Exercise: The lines below starting at the line containing "Locate the woman's forearm;" and ending at the line containing "Locate the baby's arm;" are to be repeated exactly, with both ends kept and nothing else added.

Study material:
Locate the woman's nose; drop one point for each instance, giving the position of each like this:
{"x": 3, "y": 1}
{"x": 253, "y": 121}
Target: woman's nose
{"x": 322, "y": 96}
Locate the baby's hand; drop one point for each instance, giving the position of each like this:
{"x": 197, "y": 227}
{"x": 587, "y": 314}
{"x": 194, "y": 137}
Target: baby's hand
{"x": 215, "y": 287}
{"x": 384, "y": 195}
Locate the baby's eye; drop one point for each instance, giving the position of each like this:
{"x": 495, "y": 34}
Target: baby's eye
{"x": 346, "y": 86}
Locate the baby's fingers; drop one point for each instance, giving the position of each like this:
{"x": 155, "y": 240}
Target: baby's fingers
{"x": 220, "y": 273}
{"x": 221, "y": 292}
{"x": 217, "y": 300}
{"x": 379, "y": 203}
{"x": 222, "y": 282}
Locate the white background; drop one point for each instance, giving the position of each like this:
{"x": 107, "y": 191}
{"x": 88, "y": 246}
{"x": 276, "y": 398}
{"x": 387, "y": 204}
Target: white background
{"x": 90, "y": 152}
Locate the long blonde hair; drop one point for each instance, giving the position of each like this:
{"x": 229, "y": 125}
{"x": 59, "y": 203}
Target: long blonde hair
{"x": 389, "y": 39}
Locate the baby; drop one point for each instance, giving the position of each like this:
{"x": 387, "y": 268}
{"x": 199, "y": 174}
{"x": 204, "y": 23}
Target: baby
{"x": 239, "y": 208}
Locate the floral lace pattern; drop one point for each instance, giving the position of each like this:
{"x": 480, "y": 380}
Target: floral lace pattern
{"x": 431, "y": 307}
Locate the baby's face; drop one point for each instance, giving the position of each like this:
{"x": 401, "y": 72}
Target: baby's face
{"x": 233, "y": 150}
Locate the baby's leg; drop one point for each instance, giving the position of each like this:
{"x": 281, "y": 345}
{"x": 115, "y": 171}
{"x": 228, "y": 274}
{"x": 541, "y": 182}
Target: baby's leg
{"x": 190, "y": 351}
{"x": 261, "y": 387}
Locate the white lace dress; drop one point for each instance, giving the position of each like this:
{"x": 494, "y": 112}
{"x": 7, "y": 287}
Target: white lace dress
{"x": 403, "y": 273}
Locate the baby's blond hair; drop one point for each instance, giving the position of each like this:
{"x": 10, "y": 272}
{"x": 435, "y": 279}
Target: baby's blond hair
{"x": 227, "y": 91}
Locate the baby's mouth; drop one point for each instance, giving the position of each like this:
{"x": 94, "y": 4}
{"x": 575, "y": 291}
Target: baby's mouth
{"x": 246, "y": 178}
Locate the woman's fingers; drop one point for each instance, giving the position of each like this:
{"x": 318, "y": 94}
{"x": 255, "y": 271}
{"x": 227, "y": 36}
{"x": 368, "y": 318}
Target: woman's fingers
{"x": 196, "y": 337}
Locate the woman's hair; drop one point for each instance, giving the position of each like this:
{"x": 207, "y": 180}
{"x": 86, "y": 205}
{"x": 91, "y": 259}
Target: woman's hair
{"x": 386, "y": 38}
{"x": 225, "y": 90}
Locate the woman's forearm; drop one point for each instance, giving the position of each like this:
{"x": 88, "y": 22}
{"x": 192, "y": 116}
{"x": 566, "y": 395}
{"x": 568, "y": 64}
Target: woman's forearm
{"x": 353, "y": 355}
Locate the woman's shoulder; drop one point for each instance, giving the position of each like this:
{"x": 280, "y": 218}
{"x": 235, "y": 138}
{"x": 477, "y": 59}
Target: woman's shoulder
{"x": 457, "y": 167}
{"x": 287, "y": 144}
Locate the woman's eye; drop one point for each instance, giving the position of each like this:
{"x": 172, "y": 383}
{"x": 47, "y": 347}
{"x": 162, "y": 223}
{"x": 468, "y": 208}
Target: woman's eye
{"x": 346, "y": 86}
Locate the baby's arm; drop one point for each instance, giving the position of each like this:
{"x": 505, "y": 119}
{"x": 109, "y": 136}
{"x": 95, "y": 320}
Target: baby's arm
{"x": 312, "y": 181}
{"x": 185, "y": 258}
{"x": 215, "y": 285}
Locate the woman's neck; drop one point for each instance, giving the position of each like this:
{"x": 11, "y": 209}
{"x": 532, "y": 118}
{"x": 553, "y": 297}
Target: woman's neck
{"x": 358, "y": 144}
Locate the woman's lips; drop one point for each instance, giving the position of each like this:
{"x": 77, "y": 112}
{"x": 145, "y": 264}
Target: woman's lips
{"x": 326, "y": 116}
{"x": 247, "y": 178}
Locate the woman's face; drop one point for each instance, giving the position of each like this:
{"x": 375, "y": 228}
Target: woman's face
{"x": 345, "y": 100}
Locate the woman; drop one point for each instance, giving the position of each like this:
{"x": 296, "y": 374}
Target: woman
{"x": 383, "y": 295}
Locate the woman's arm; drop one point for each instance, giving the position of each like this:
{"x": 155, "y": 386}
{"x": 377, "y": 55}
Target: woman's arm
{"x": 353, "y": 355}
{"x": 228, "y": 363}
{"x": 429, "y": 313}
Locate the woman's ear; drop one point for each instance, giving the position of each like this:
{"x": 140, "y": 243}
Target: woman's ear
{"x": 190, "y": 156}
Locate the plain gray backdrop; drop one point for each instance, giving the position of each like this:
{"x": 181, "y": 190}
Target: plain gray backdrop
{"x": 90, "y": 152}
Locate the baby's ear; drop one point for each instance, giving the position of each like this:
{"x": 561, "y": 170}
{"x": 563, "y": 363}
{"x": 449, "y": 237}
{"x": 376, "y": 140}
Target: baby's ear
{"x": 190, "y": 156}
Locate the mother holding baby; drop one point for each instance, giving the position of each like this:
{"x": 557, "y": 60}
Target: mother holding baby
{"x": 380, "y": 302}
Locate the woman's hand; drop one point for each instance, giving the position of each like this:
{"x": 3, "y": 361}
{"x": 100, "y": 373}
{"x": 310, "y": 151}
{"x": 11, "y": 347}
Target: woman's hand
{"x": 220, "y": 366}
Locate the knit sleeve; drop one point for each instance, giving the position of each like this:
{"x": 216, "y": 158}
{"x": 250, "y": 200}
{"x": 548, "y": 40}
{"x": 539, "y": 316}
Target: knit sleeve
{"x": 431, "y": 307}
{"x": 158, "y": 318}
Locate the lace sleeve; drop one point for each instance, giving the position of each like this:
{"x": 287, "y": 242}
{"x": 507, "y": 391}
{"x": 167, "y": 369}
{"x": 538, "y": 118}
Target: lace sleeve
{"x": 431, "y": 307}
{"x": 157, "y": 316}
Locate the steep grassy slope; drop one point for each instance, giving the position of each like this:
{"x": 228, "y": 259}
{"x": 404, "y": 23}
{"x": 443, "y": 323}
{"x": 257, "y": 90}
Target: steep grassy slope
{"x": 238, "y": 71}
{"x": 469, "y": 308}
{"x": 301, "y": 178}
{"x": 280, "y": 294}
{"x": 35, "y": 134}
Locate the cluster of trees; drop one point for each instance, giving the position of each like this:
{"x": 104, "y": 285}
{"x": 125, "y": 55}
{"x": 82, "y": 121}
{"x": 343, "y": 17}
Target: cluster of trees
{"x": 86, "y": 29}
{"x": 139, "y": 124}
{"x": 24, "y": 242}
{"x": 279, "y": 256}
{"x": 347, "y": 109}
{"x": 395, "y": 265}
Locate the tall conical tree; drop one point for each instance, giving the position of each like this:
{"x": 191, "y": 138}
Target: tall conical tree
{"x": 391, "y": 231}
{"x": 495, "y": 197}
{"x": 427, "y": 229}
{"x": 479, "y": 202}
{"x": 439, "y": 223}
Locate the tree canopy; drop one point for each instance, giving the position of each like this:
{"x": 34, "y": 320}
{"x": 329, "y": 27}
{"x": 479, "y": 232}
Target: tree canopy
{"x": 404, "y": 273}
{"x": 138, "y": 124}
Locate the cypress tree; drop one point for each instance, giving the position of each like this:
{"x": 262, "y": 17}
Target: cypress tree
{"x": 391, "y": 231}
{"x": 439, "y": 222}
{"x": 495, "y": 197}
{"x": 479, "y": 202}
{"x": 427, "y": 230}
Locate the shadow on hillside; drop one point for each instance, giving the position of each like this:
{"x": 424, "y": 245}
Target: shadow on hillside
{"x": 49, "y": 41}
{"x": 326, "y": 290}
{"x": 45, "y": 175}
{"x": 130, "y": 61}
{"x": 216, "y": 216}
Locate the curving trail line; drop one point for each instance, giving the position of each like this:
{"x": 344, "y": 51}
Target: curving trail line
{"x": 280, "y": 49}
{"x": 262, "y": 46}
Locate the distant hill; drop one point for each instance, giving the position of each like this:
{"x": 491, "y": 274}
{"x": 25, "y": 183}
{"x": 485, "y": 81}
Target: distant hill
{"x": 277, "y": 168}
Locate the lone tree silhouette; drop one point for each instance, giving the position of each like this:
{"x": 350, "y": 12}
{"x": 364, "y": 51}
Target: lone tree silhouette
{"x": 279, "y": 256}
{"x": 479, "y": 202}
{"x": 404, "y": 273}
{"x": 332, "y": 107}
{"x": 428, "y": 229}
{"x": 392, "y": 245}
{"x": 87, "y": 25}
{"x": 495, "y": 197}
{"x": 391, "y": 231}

Response to this task:
Locate the woman's forearm; drop one point for each instance, giving the position of each like this:
{"x": 88, "y": 22}
{"x": 192, "y": 116}
{"x": 566, "y": 395}
{"x": 568, "y": 64}
Target: woman's forearm
{"x": 353, "y": 355}
Locate the woman's shoulder; drop one point for each instance, giving the position of each like this:
{"x": 280, "y": 218}
{"x": 235, "y": 138}
{"x": 477, "y": 59}
Target: woman's shoulder
{"x": 457, "y": 167}
{"x": 287, "y": 144}
Locate the woman's eye; drop one point for each instance, giving the position of each like this:
{"x": 172, "y": 383}
{"x": 47, "y": 347}
{"x": 162, "y": 223}
{"x": 468, "y": 208}
Target: woman's eye
{"x": 346, "y": 86}
Locate the baby's arm; drop one point for each instance, giving the position of each like this:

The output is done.